* Objective:
How many lines in the records below contain the string "wooden"? Reply with the number alone.
== Dataset content ==
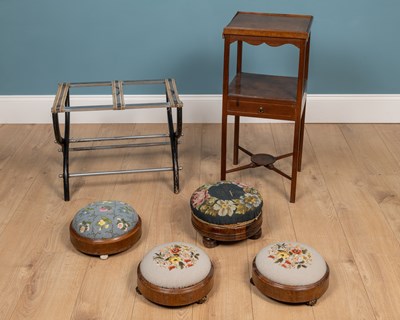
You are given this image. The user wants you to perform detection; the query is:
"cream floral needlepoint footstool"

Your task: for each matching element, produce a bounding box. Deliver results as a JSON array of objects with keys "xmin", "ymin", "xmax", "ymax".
[
  {"xmin": 251, "ymin": 242, "xmax": 329, "ymax": 305},
  {"xmin": 69, "ymin": 201, "xmax": 142, "ymax": 259},
  {"xmin": 190, "ymin": 181, "xmax": 263, "ymax": 248},
  {"xmin": 136, "ymin": 242, "xmax": 214, "ymax": 307}
]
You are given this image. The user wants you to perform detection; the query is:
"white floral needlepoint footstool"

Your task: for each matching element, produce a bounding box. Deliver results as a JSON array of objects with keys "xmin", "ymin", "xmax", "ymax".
[
  {"xmin": 190, "ymin": 181, "xmax": 263, "ymax": 248},
  {"xmin": 251, "ymin": 242, "xmax": 329, "ymax": 305},
  {"xmin": 136, "ymin": 242, "xmax": 214, "ymax": 307},
  {"xmin": 69, "ymin": 201, "xmax": 142, "ymax": 259}
]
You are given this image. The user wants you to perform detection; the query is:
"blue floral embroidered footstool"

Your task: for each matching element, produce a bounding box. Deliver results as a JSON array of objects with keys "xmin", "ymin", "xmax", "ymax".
[
  {"xmin": 69, "ymin": 201, "xmax": 142, "ymax": 259},
  {"xmin": 190, "ymin": 181, "xmax": 263, "ymax": 248},
  {"xmin": 136, "ymin": 242, "xmax": 214, "ymax": 307},
  {"xmin": 251, "ymin": 242, "xmax": 329, "ymax": 306}
]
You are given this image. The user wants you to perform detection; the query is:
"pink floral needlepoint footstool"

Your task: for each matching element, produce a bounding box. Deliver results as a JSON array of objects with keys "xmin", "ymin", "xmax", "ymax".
[
  {"xmin": 251, "ymin": 242, "xmax": 329, "ymax": 305},
  {"xmin": 190, "ymin": 181, "xmax": 263, "ymax": 248},
  {"xmin": 136, "ymin": 242, "xmax": 214, "ymax": 307},
  {"xmin": 69, "ymin": 201, "xmax": 142, "ymax": 259}
]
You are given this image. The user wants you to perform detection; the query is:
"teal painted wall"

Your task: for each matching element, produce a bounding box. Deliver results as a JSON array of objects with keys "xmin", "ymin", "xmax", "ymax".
[{"xmin": 0, "ymin": 0, "xmax": 400, "ymax": 95}]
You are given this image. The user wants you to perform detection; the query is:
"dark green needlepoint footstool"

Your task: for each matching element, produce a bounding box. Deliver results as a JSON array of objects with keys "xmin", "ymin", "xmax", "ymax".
[
  {"xmin": 250, "ymin": 241, "xmax": 329, "ymax": 306},
  {"xmin": 190, "ymin": 181, "xmax": 263, "ymax": 248},
  {"xmin": 69, "ymin": 201, "xmax": 142, "ymax": 259}
]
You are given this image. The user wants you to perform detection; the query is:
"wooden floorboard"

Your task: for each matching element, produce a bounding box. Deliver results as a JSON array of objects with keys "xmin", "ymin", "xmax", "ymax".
[{"xmin": 0, "ymin": 123, "xmax": 400, "ymax": 320}]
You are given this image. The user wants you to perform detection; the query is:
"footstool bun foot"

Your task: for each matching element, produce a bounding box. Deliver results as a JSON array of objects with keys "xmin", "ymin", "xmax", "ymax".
[
  {"xmin": 137, "ymin": 242, "xmax": 214, "ymax": 307},
  {"xmin": 306, "ymin": 299, "xmax": 318, "ymax": 307},
  {"xmin": 250, "ymin": 242, "xmax": 329, "ymax": 306},
  {"xmin": 69, "ymin": 201, "xmax": 142, "ymax": 260},
  {"xmin": 190, "ymin": 181, "xmax": 263, "ymax": 248},
  {"xmin": 203, "ymin": 237, "xmax": 218, "ymax": 249},
  {"xmin": 196, "ymin": 296, "xmax": 208, "ymax": 304}
]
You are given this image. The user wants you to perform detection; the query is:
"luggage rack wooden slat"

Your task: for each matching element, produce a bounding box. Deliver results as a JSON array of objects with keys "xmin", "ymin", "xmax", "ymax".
[{"xmin": 51, "ymin": 79, "xmax": 183, "ymax": 201}]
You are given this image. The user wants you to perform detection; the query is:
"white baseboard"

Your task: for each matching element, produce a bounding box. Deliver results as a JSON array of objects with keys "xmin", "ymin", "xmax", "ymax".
[{"xmin": 0, "ymin": 94, "xmax": 400, "ymax": 124}]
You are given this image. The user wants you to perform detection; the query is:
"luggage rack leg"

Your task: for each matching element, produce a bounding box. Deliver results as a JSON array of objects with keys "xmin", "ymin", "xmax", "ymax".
[{"xmin": 52, "ymin": 81, "xmax": 182, "ymax": 201}]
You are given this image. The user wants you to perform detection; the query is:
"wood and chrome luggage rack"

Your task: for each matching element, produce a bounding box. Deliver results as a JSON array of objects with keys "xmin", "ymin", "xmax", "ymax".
[{"xmin": 51, "ymin": 79, "xmax": 183, "ymax": 201}]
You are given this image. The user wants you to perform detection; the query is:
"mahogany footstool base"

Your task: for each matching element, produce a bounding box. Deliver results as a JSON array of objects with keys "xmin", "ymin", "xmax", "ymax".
[
  {"xmin": 69, "ymin": 201, "xmax": 142, "ymax": 259},
  {"xmin": 136, "ymin": 242, "xmax": 214, "ymax": 307},
  {"xmin": 190, "ymin": 181, "xmax": 263, "ymax": 248},
  {"xmin": 250, "ymin": 242, "xmax": 329, "ymax": 306}
]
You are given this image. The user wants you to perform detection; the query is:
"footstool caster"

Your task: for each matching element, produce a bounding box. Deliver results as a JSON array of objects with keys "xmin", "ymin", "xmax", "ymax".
[
  {"xmin": 69, "ymin": 201, "xmax": 142, "ymax": 260},
  {"xmin": 250, "ymin": 242, "xmax": 329, "ymax": 306},
  {"xmin": 136, "ymin": 242, "xmax": 214, "ymax": 307},
  {"xmin": 190, "ymin": 181, "xmax": 263, "ymax": 248}
]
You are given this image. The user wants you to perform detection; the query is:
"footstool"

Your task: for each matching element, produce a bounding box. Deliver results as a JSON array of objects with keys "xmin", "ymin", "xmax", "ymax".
[
  {"xmin": 190, "ymin": 181, "xmax": 263, "ymax": 248},
  {"xmin": 136, "ymin": 242, "xmax": 214, "ymax": 307},
  {"xmin": 251, "ymin": 242, "xmax": 329, "ymax": 306},
  {"xmin": 69, "ymin": 201, "xmax": 142, "ymax": 259}
]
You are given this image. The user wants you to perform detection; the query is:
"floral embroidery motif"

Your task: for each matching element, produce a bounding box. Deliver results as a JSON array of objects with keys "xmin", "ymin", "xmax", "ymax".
[
  {"xmin": 97, "ymin": 217, "xmax": 112, "ymax": 231},
  {"xmin": 191, "ymin": 181, "xmax": 262, "ymax": 217},
  {"xmin": 79, "ymin": 221, "xmax": 92, "ymax": 233},
  {"xmin": 99, "ymin": 206, "xmax": 112, "ymax": 212},
  {"xmin": 153, "ymin": 244, "xmax": 200, "ymax": 270},
  {"xmin": 268, "ymin": 242, "xmax": 312, "ymax": 269},
  {"xmin": 73, "ymin": 201, "xmax": 139, "ymax": 239},
  {"xmin": 117, "ymin": 218, "xmax": 130, "ymax": 231}
]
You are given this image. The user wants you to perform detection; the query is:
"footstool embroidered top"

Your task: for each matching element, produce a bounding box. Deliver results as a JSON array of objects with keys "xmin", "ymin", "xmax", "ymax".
[
  {"xmin": 136, "ymin": 242, "xmax": 214, "ymax": 306},
  {"xmin": 70, "ymin": 200, "xmax": 141, "ymax": 255},
  {"xmin": 252, "ymin": 241, "xmax": 329, "ymax": 304},
  {"xmin": 190, "ymin": 181, "xmax": 263, "ymax": 225},
  {"xmin": 140, "ymin": 242, "xmax": 211, "ymax": 288}
]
===
* Answer to the task:
2